Below is a set of entries; copy all of them exactly.

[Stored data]
[Start of section]
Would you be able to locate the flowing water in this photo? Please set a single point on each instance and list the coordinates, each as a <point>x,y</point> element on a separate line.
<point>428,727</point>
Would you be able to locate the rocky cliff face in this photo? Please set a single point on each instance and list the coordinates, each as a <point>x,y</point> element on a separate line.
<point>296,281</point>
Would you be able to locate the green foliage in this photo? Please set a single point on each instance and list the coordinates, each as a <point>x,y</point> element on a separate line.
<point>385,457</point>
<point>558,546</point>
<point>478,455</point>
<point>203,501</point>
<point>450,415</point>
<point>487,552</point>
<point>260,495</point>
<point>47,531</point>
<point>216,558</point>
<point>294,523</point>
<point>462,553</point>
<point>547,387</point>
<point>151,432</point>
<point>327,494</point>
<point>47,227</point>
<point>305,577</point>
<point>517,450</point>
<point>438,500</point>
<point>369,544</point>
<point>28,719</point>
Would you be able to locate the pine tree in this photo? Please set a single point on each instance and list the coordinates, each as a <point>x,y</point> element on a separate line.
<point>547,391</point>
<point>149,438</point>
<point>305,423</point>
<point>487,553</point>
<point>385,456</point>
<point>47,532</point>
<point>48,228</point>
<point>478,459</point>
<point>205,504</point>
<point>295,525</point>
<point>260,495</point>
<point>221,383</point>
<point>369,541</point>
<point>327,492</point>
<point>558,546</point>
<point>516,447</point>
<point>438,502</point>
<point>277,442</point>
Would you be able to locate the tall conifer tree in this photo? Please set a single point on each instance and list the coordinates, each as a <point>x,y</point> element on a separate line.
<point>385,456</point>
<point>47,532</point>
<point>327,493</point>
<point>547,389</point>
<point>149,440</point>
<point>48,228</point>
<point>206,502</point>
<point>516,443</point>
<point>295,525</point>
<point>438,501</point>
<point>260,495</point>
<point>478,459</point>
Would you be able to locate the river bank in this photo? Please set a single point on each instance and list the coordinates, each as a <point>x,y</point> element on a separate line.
[End of section]
RESPONSE TO THE EXERCISE:
Would you be able to locate the flowing water in this photo? Please set a single point on each instance and list the coordinates, each as a <point>x,y</point> element on a separate line.
<point>428,727</point>
Would you be able to locate the rocky cliff face in this photo? Please set a single point on each instance and list the coordinates, each as a <point>x,y</point> element on a separate line.
<point>296,281</point>
Would you be able to locate the green foliage in this photo? Please set a single point on each instance and list the coordinates, each as a <point>x,y</point> element on a separate line.
<point>385,457</point>
<point>558,546</point>
<point>478,455</point>
<point>203,501</point>
<point>450,415</point>
<point>487,552</point>
<point>260,495</point>
<point>47,531</point>
<point>216,558</point>
<point>294,523</point>
<point>462,553</point>
<point>547,387</point>
<point>151,432</point>
<point>327,494</point>
<point>47,227</point>
<point>305,577</point>
<point>517,450</point>
<point>438,500</point>
<point>369,544</point>
<point>28,719</point>
Would you be able to locate the pine tree in this photo? Please set a single point on each instance and list the coordinates, each as a <point>x,y</point> element on a separate line.
<point>547,391</point>
<point>149,438</point>
<point>305,423</point>
<point>487,553</point>
<point>385,456</point>
<point>47,532</point>
<point>48,228</point>
<point>478,459</point>
<point>205,504</point>
<point>295,525</point>
<point>260,495</point>
<point>221,383</point>
<point>369,541</point>
<point>327,492</point>
<point>558,546</point>
<point>516,447</point>
<point>438,502</point>
<point>277,442</point>
Would you be able to locate the tall conifer tree in this photo? Please set a single point on each instance and list the coordinates, each as a <point>x,y</point> element on a separate line.
<point>385,456</point>
<point>47,532</point>
<point>327,493</point>
<point>547,389</point>
<point>149,440</point>
<point>48,228</point>
<point>206,502</point>
<point>516,443</point>
<point>295,525</point>
<point>438,501</point>
<point>260,495</point>
<point>478,459</point>
Would you be able to locate the river bank in this photo? Please set a single point on each instance and list the coordinates, each as a <point>x,y</point> element on a separate line.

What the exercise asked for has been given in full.